__ЗАДАЧА__:
Извлеките из текста о снах в русской литературе отрывок, начиная со слов «В этом смысле, наверное, самый» и продолжая вплоть до слов «приснится — поседеешь.» включительно, без изменений.
━━━ ПРИВЕДЁННЫЙ ТЕКСТ
У Достоевского сны до известной степени выполняют ту же миссию, как бы иллюстрируя слова Тютчева: «И бездна нам обнажена своими страхами и снами»; или там уж совсем шекспировское: «И сном окружена вся наша маленькая жизнь». То есть ощущение бездны, подсвечивающей и окружающей какими-то багровыми сполохами обычную жизнь.
В этом смысле, наверное, самый страшный сон в русской литературе, который я знаю, — это всё-таки сон в «Кларе Милич» (про «Клару Милич» тут отдельный вопрос, сейчас про неё поговорим) у Тургенева. Вот сон про обезьянку в «Кларе Милич» — это ад. Да, такой сон, действительно, приснится — поседеешь.
Вторая группа снов. Тоже у Достоевского они встречаются. Например, если сон первого порядка, сон из бездны — это кошмар Ипполита про насекомое в «Идиоте», то есть ещё сон, проясняющий действия, более рациональный; сон, который как бы вытаскивает на поверхность смысл происходящего. Это сон о лошади в «Преступлении и наказании» — украденный, конечно, из некрасовского годом ранее написанного стихотворения «О погоде».
И самый наглядный пример такого сна, наверное лучший сон в советской литературе, — это сон о лечебнице для душевнобольных в повести Трифонова «Другая жизнь». Вообще вот это страшное ощущение другой жизни и того, что ты живёшь, а жизнь стала другая, переродилась, — это у Трифонова дано, конечно, с потрясающей силой, в этом и смысл повести. И наверное, лучшее, что там есть — это сон главной героини, которая в этом сне едет (как бывали такие, знаете, грибные выезды) за город со своим учреждением. И она там с дочкой заблудилась в лесу. И вдруг видит дом за зелёной оградой. Я вам не буду пересказывать этот сон, найдите его в «Другой жизни», но он очень страшный и один из самых таких лучших снов, показывающий, как заблудился человек в жизни.
━━━━━━
━━━ ИМЕЮЩИЕСЯ ДАННЫЕ
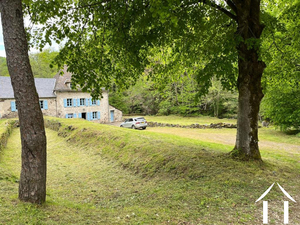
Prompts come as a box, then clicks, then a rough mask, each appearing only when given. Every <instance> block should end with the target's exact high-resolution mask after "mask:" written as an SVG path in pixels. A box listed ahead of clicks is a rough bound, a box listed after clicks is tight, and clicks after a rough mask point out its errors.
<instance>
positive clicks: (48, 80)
mask: <svg viewBox="0 0 300 225" xmlns="http://www.w3.org/2000/svg"><path fill="white" fill-rule="evenodd" d="M34 81H35V86H36V89H37V92H38V94H39V97H40V98H54V97H56V96H55V95H54V93H53V90H54V86H55V81H56V80H55V78H34ZM0 98H14V92H13V89H12V85H11V80H10V77H1V76H0Z"/></svg>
━━━━━━
__РЕШЕНИЕ ЗАДАЧИ__:
В этом смысле, наверное, самый страшный сон в русской литературе, который я знаю, — это всё-таки сон в «Кларе Милич» (про «Клару Милич» тут отдельный вопрос, сейчас про неё поговорим) у Тургенева. Вот сон про обезьянку в «Кларе Милич» — это ад. Да, такой сон, действительно, приснится — поседеешь.